WHAT YOU ARE ASKED TO DO: Stopping right after the line with "positive clicks: (74, 405)", please reproduce the material below exactly from its first line.

Start of INPUT RECORDS

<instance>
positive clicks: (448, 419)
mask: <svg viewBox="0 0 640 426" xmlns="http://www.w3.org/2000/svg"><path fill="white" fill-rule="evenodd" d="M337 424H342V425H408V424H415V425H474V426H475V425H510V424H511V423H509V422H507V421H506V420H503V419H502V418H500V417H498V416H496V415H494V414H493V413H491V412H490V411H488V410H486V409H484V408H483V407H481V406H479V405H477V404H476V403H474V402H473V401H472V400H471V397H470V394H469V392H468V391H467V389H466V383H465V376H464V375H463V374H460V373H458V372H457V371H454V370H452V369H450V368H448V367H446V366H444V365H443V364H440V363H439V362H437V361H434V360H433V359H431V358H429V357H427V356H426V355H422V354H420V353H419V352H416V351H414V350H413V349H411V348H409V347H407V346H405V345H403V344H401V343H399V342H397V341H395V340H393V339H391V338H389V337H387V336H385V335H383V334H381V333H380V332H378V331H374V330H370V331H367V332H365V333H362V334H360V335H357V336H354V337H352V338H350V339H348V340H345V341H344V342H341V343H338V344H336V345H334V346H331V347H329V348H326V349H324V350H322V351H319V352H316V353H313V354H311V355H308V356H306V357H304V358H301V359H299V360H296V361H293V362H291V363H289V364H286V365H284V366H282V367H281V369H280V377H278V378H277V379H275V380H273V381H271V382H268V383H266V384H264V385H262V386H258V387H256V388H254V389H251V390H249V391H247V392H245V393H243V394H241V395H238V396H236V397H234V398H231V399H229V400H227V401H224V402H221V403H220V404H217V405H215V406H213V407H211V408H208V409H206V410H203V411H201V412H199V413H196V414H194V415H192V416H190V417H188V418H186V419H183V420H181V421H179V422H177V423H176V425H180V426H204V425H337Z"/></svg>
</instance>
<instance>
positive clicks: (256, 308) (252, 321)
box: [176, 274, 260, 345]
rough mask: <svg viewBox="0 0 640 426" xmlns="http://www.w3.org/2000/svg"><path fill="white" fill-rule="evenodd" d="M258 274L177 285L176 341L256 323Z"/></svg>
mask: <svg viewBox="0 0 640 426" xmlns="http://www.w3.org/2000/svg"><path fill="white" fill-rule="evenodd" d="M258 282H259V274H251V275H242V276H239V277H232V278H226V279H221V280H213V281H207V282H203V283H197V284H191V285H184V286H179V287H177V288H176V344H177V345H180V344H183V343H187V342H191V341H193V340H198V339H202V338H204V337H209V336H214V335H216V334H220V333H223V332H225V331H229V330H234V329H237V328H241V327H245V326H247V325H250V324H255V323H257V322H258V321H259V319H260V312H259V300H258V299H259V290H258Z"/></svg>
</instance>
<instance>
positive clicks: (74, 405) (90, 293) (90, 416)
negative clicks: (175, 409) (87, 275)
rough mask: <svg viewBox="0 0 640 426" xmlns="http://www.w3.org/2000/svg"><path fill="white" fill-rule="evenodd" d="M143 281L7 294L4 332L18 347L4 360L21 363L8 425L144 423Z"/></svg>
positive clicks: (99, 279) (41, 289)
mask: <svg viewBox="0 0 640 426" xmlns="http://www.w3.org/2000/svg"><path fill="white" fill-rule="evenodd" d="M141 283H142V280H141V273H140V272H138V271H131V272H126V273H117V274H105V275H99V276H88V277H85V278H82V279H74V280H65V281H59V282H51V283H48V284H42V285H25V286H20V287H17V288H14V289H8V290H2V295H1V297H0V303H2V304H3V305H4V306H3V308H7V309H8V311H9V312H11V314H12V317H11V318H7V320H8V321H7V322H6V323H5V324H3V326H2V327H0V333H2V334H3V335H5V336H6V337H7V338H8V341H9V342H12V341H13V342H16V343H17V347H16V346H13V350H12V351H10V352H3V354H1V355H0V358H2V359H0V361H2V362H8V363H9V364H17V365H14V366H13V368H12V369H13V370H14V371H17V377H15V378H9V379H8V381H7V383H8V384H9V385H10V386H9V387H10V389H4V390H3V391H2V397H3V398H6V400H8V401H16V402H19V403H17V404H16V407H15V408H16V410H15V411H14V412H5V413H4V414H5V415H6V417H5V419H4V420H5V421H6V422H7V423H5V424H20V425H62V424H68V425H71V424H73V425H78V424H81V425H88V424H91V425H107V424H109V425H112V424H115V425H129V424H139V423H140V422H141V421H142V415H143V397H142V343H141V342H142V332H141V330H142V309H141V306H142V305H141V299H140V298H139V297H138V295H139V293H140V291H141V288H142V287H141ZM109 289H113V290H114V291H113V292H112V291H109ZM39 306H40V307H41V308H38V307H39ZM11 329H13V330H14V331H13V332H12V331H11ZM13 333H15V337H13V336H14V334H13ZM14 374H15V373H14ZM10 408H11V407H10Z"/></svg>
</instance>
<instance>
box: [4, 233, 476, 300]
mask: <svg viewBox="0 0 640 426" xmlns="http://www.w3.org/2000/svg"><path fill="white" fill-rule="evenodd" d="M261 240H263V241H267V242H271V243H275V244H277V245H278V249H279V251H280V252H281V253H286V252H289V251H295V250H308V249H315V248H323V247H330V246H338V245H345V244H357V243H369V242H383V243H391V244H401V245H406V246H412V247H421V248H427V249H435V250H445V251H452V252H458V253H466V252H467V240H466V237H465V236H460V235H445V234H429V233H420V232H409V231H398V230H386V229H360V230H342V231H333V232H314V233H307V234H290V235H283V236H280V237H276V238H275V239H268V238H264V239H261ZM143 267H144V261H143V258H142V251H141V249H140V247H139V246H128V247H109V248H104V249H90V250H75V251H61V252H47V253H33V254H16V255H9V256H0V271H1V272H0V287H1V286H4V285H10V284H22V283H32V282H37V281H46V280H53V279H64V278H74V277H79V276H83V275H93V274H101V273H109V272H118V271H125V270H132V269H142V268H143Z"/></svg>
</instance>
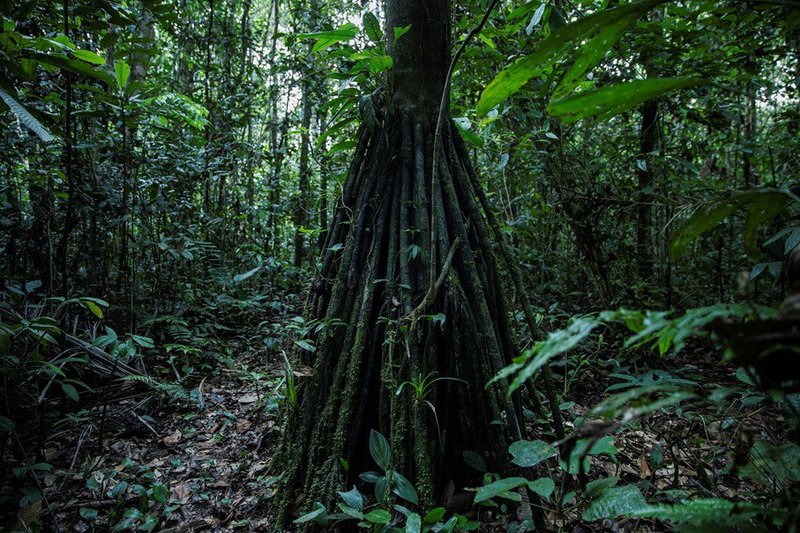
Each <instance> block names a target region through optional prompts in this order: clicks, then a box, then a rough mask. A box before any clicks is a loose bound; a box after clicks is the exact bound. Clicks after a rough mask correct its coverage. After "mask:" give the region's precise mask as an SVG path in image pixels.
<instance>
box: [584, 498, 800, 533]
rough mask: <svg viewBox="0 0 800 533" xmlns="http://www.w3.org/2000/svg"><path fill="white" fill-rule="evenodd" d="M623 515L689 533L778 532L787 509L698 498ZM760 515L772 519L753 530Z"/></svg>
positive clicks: (747, 502) (711, 498)
mask: <svg viewBox="0 0 800 533" xmlns="http://www.w3.org/2000/svg"><path fill="white" fill-rule="evenodd" d="M625 514H627V515H628V516H631V517H635V518H655V519H658V520H664V521H667V522H671V523H673V524H680V525H689V526H694V528H696V529H692V531H708V530H716V531H731V530H739V531H777V530H779V529H780V528H779V527H775V526H776V525H779V524H781V523H783V521H784V520H785V518H786V516H787V515H788V512H787V510H786V509H782V508H777V509H769V508H766V507H763V506H761V505H758V504H755V503H750V502H731V501H728V500H723V499H720V498H698V499H696V500H688V501H684V502H682V503H679V504H675V505H665V504H662V505H645V506H643V507H641V508H639V509H632V510H630V511H626V512H625ZM759 515H761V516H764V517H769V518H771V519H772V520H770V522H771V523H769V524H768V525H767V527H766V528H757V527H754V526H755V524H754V523H753V522H754V519H756V518H757V517H758V516H759ZM585 518H586V514H584V519H585ZM769 526H772V527H769Z"/></svg>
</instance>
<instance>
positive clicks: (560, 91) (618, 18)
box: [553, 2, 660, 99]
mask: <svg viewBox="0 0 800 533" xmlns="http://www.w3.org/2000/svg"><path fill="white" fill-rule="evenodd" d="M658 3H660V2H644V3H641V4H639V5H638V6H637V9H632V10H629V11H628V12H626V13H624V14H622V16H620V17H619V18H617V19H615V20H612V21H610V22H609V23H608V24H607V25H605V26H604V27H603V28H601V29H600V31H598V32H597V34H596V35H595V36H594V37H592V38H591V39H589V40H588V41H587V42H586V43H585V44H584V45H583V46H581V48H580V50H579V51H578V53H577V55H576V57H575V59H574V61H573V63H572V66H571V67H570V68H569V70H567V73H566V74H564V77H563V78H561V82H560V83H559V84H558V86H556V88H555V90H554V91H553V99H558V98H563V97H565V96H567V95H568V94H569V93H570V92H572V90H573V89H574V88H575V87H577V86H578V84H579V83H580V82H582V81H583V80H584V78H585V76H586V73H587V72H589V71H590V70H591V69H593V68H594V67H596V66H597V65H598V64H600V62H601V61H602V60H603V59H604V58H605V55H606V53H607V52H608V51H609V50H610V49H611V47H612V46H614V45H615V44H616V43H617V42H618V41H619V40H620V39H621V38H622V35H623V34H624V33H625V30H627V29H628V26H630V25H631V24H633V22H634V21H635V20H636V19H638V18H639V17H640V16H642V15H643V14H644V13H645V12H646V11H647V10H648V9H650V8H651V7H654V6H655V5H656V4H658Z"/></svg>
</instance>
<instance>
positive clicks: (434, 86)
mask: <svg viewBox="0 0 800 533" xmlns="http://www.w3.org/2000/svg"><path fill="white" fill-rule="evenodd" d="M449 21H450V15H449V3H448V2H447V1H443V0H437V1H431V0H405V1H404V0H390V1H389V2H388V6H387V28H386V29H387V31H386V34H387V35H388V41H389V43H388V44H389V46H388V49H389V50H391V53H392V55H393V57H394V68H393V72H392V74H391V75H390V76H389V79H388V80H387V81H388V83H389V94H388V96H387V98H385V99H381V98H377V97H365V99H364V100H362V106H361V111H362V114H363V115H364V116H371V117H374V120H364V121H362V126H361V129H360V131H359V137H358V138H359V141H358V146H357V148H356V150H355V153H354V155H353V160H352V163H351V166H350V169H349V173H348V176H347V179H346V181H345V185H344V187H343V193H342V198H341V199H340V201H338V202H337V204H336V205H337V208H336V209H335V211H334V213H333V217H332V218H333V220H332V221H331V225H330V230H329V231H328V233H327V236H326V243H325V246H324V248H323V249H324V250H325V251H324V255H323V258H322V266H321V269H320V272H319V274H318V276H317V278H316V280H315V282H314V283H313V285H312V287H311V290H310V293H309V296H308V300H307V302H306V315H307V318H308V320H311V321H314V322H316V323H318V324H319V325H320V328H319V333H318V334H317V335H316V337H315V338H313V339H312V340H313V341H314V342H315V345H316V350H315V351H314V353H310V352H303V353H301V354H300V359H301V361H302V363H304V364H305V365H308V366H309V367H310V368H311V369H312V375H311V376H310V377H309V378H308V379H307V380H306V381H305V382H304V383H302V384H301V389H300V394H299V400H298V402H297V404H296V405H295V406H292V405H288V404H287V406H286V425H285V429H284V436H283V440H282V444H281V445H280V447H279V451H278V453H277V454H276V458H275V462H274V466H275V468H280V470H281V472H283V477H282V481H281V485H282V486H281V488H280V492H279V493H280V495H281V500H280V502H279V519H280V522H281V523H282V524H286V523H287V522H288V521H289V519H290V515H291V513H292V512H293V511H295V510H297V507H298V506H300V507H301V508H307V507H310V506H311V504H312V503H313V502H314V501H315V500H319V501H322V502H323V503H324V504H326V505H328V506H331V505H332V504H333V503H334V501H335V500H336V499H337V491H339V490H344V489H345V487H349V486H351V485H352V484H353V483H360V481H359V477H358V475H359V474H360V473H361V472H364V471H367V470H375V469H376V465H375V464H374V462H372V460H371V459H370V454H369V451H368V450H369V445H368V442H369V435H370V432H371V431H372V430H375V431H379V432H381V433H383V434H384V435H386V436H387V438H388V439H389V441H390V443H391V448H392V466H391V468H392V469H393V470H394V471H396V472H399V473H401V474H403V475H405V476H406V477H407V478H408V479H410V480H412V483H414V485H415V487H416V489H417V492H418V494H419V499H420V507H421V508H425V507H427V506H430V505H432V504H433V503H434V501H436V499H437V496H438V494H439V493H440V491H441V490H443V489H444V487H445V485H446V484H447V483H448V481H452V482H453V483H454V484H455V485H456V486H457V487H463V486H476V485H479V484H480V483H481V481H482V474H481V473H480V472H477V471H474V470H471V469H470V467H469V466H468V465H467V464H466V463H465V461H464V459H463V452H466V451H474V452H476V453H479V454H480V455H482V456H483V457H484V459H485V460H486V462H487V463H488V464H489V467H490V470H492V471H496V472H500V471H507V470H508V469H509V467H510V465H509V463H508V459H507V457H508V454H507V448H508V444H509V441H510V439H518V438H521V437H522V433H523V426H522V424H521V422H520V421H521V419H522V418H521V412H522V405H521V399H520V397H519V395H518V394H515V395H513V396H511V397H509V396H507V395H506V390H507V386H506V383H504V382H503V381H499V382H495V383H493V384H492V385H491V386H489V387H486V383H487V382H488V381H489V380H490V379H491V378H493V377H494V376H495V375H496V373H497V372H498V371H499V370H500V369H501V368H503V367H504V366H506V364H508V362H510V360H511V358H512V357H514V356H515V355H517V353H518V346H517V342H516V339H515V334H514V330H513V328H512V325H511V323H510V320H509V314H510V313H509V310H510V309H509V306H508V303H507V301H506V298H505V293H506V287H505V285H506V277H505V276H503V272H501V271H500V269H499V267H498V264H497V261H496V259H495V244H496V242H497V241H496V239H497V238H498V236H497V235H494V234H493V233H494V232H493V231H492V230H490V228H489V226H488V225H487V222H486V219H485V218H484V210H485V209H486V207H487V206H485V205H481V202H480V201H479V200H480V196H479V189H478V188H479V186H480V185H479V180H478V178H477V174H476V173H475V170H474V169H473V167H472V164H471V162H470V160H469V156H468V154H467V151H466V147H465V146H464V144H463V141H462V140H461V137H460V134H459V133H458V129H457V128H456V127H455V125H454V124H453V122H452V120H451V117H450V114H449V112H448V111H449V110H448V109H445V110H444V113H443V117H444V122H443V127H442V128H441V132H440V135H441V138H440V139H439V140H438V141H437V140H436V139H435V138H434V135H435V132H436V131H437V128H436V123H437V122H438V114H439V102H440V99H441V98H442V91H444V90H445V86H446V83H445V82H446V75H447V70H448V67H449V63H450V48H449V46H450V42H449V29H450V22H449ZM409 24H410V25H411V29H410V31H409V32H408V33H407V34H406V35H404V36H403V37H402V38H401V39H399V40H397V41H395V40H394V38H393V34H394V32H393V28H394V27H398V26H408V25H409ZM444 101H445V102H449V99H448V98H445V99H444ZM362 118H363V117H362ZM435 150H438V153H437V154H436V156H437V157H436V158H434V157H433V155H434V151H435ZM433 161H437V162H438V163H437V164H438V168H437V169H436V170H437V177H436V178H435V179H434V175H433ZM434 226H435V227H434ZM432 228H433V231H432ZM432 281H433V282H432ZM425 376H428V377H429V379H431V378H432V377H433V376H438V377H448V378H457V379H458V380H459V381H452V380H448V381H439V382H435V383H432V384H431V385H430V386H429V387H427V388H426V390H425V397H424V400H425V401H423V399H422V398H420V397H419V396H415V395H414V394H412V388H413V387H410V386H406V387H405V388H404V389H403V390H402V391H401V393H400V394H397V393H396V391H397V390H398V388H399V387H400V386H401V385H402V384H404V383H406V384H408V383H409V382H417V383H419V382H420V381H421V380H422V379H423V378H424V377H425ZM426 402H429V403H426ZM345 463H346V464H347V465H349V468H348V469H347V470H345V469H344V468H343V467H342V464H345Z"/></svg>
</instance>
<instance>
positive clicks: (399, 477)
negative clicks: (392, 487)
mask: <svg viewBox="0 0 800 533" xmlns="http://www.w3.org/2000/svg"><path fill="white" fill-rule="evenodd" d="M392 481H393V482H394V489H393V492H394V493H395V494H397V495H398V496H400V497H401V498H403V499H404V500H405V501H407V502H411V503H413V504H415V505H416V504H418V503H419V497H418V496H417V490H416V489H415V488H414V485H412V484H411V482H410V481H409V480H408V479H406V477H405V476H403V475H402V474H400V473H399V472H394V473H393V474H392Z"/></svg>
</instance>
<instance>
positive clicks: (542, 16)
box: [509, 2, 547, 35]
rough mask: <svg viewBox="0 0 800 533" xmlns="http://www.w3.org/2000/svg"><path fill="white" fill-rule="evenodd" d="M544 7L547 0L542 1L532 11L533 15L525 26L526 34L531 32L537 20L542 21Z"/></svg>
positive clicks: (545, 7)
mask: <svg viewBox="0 0 800 533" xmlns="http://www.w3.org/2000/svg"><path fill="white" fill-rule="evenodd" d="M545 9H547V2H542V3H541V5H540V6H539V7H537V8H536V11H534V13H533V16H532V17H531V21H530V22H529V23H528V25H527V26H526V27H525V33H527V34H528V35H530V34H531V33H533V30H534V29H535V28H536V26H537V25H538V24H539V22H541V21H542V17H543V16H544V10H545ZM509 18H510V17H509Z"/></svg>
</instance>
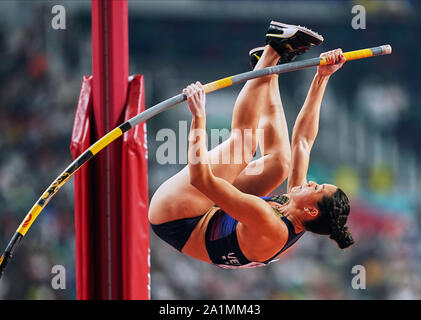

End of INPUT RECORDS

PROBLEM SOLUTION:
<instance>
positive clicks: (448, 419)
mask: <svg viewBox="0 0 640 426" xmlns="http://www.w3.org/2000/svg"><path fill="white" fill-rule="evenodd" d="M337 424H342V425H408V424H415V425H474V426H475V425H510V424H511V423H509V422H507V421H506V420H503V419H502V418H500V417H498V416H496V415H494V414H493V413H491V412H490V411H488V410H486V409H484V408H483V407H481V406H479V405H477V404H476V403H474V402H473V401H472V400H471V397H470V394H469V392H468V391H467V389H466V383H465V376H464V375H463V374H460V373H458V372H457V371H454V370H452V369H450V368H448V367H446V366H444V365H443V364H440V363H439V362H437V361H434V360H433V359H431V358H429V357H427V356H426V355H422V354H420V353H419V352H416V351H414V350H413V349H411V348H409V347H407V346H405V345H403V344H401V343H399V342H397V341H395V340H393V339H391V338H389V337H387V336H385V335H383V334H381V333H380V332H378V331H374V330H370V331H367V332H365V333H362V334H360V335H357V336H354V337H352V338H350V339H348V340H345V341H344V342H341V343H338V344H336V345H334V346H331V347H329V348H326V349H324V350H322V351H319V352H316V353H313V354H311V355H308V356H306V357H304V358H301V359H299V360H296V361H293V362H291V363H289V364H286V365H284V366H282V367H281V369H280V377H278V378H277V379H275V380H273V381H271V382H268V383H266V384H264V385H262V386H258V387H256V388H254V389H251V390H249V391H247V392H245V393H243V394H241V395H238V396H236V397H234V398H231V399H229V400H227V401H224V402H221V403H220V404H217V405H215V406H213V407H211V408H208V409H206V410H203V411H201V412H199V413H196V414H194V415H192V416H190V417H188V418H186V419H183V420H181V421H179V422H177V423H176V425H180V426H204V425H337Z"/></svg>
</instance>
<instance>
positive clicks: (256, 308) (252, 321)
box: [176, 274, 260, 345]
rough mask: <svg viewBox="0 0 640 426" xmlns="http://www.w3.org/2000/svg"><path fill="white" fill-rule="evenodd" d="M258 274L177 285L176 341L256 323Z"/></svg>
mask: <svg viewBox="0 0 640 426" xmlns="http://www.w3.org/2000/svg"><path fill="white" fill-rule="evenodd" d="M258 282H259V274H251V275H242V276H239V277H232V278H226V279H221V280H213V281H207V282H203V283H197V284H191V285H184V286H179V287H177V288H176V344H177V345H180V344H183V343H187V342H191V341H193V340H198V339H202V338H204V337H209V336H214V335H216V334H220V333H223V332H225V331H229V330H234V329H237V328H241V327H245V326H247V325H250V324H255V323H257V322H258V321H259V319H260V312H259V300H258V299H259V290H258Z"/></svg>
</instance>
<instance>
positive clicks: (74, 405) (90, 293) (90, 416)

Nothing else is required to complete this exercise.